SET PROBLEM — Rewrite the lines from the line with "The service SHOULD locate every instance of the textured" to the line with "[[290, 78], [307, 86], [317, 76]]", replacing "light bulb" with "lightbulb" and changing nothing else.

Dataset rows:
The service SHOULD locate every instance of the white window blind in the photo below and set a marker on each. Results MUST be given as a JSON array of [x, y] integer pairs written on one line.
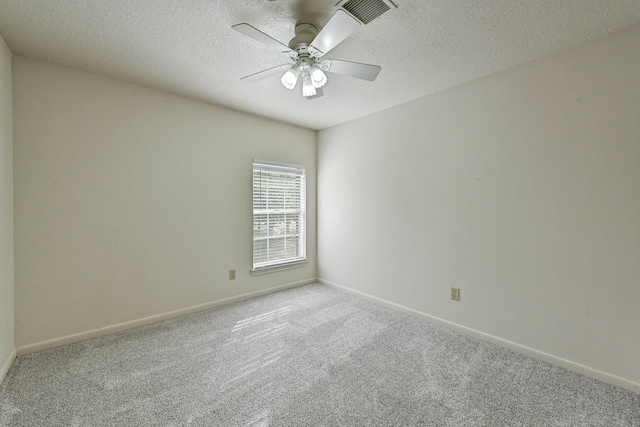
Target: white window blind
[[279, 205]]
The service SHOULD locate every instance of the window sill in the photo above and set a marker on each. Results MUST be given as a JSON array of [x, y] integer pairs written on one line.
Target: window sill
[[279, 267]]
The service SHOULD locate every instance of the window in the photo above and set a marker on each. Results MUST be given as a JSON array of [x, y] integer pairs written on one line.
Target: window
[[279, 205]]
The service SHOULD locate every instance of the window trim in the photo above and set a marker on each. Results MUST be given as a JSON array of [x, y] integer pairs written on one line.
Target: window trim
[[296, 262]]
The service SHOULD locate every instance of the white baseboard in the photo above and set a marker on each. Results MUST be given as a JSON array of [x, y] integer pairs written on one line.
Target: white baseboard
[[44, 345], [6, 365], [545, 357]]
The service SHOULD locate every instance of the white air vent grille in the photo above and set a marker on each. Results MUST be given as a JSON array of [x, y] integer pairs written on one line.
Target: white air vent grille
[[366, 10]]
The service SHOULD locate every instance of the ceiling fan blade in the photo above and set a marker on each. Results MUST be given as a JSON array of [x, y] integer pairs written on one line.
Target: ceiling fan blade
[[340, 26], [256, 34], [319, 93], [353, 69], [252, 78]]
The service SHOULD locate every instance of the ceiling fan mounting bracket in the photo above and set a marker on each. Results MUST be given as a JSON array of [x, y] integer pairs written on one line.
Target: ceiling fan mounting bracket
[[305, 33]]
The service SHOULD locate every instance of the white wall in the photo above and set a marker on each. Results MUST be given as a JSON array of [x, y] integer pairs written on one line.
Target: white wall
[[7, 347], [521, 188], [132, 203]]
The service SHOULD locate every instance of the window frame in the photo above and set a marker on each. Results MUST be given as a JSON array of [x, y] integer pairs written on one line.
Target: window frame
[[298, 173]]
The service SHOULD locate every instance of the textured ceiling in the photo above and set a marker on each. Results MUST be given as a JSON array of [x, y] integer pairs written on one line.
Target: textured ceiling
[[188, 48]]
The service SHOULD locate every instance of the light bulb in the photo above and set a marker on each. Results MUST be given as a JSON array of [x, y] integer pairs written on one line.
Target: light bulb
[[290, 78], [307, 86], [317, 76]]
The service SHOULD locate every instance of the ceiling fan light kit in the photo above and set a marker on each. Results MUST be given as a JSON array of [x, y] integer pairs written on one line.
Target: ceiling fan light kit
[[307, 48]]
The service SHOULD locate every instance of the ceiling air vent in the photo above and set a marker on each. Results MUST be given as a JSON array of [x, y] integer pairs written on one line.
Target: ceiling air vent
[[366, 10]]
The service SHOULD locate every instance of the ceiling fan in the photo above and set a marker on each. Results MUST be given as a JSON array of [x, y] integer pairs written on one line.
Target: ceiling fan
[[307, 49]]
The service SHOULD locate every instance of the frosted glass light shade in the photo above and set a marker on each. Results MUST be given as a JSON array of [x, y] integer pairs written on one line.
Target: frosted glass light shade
[[307, 86], [318, 78], [290, 78]]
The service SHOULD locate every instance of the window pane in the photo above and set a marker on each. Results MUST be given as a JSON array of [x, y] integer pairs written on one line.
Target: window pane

EXERCISE SOLUTION —
The service SHOULD locate every instance of the textured ceiling in the photo above and set a marker on each. Results MUST be given as a JSON array of [x, y] integer pairs written on one line.
Target: textured ceiling
[[188, 48]]
The service SHOULD locate every instance of the lightbulb in the photo above and set a marker on each. Results MUST be given as a JSON array of [x, y] integer pairs written on one line.
Target: lightbulb
[[290, 78], [307, 86], [317, 76]]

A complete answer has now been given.